§ **Work to be completed**:
Quote every entry word for word.

Labeled-object pointing entries
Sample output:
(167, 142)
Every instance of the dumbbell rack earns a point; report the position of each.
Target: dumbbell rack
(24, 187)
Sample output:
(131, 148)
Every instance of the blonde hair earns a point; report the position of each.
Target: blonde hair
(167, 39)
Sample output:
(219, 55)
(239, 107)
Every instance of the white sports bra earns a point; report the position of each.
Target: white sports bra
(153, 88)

§ **Task response**:
Sample output:
(167, 142)
Every instance of the dumbbell rack earns a point; report the position of each.
Target: dumbbell rack
(24, 187)
Sample output:
(131, 148)
Every instance of the blonde hair earns a point; report the position of each.
Target: blonde hair
(167, 39)
Sample output:
(219, 55)
(239, 107)
Every instance of the white sports bra earns a point; report the position of each.
Target: white sports bra
(153, 88)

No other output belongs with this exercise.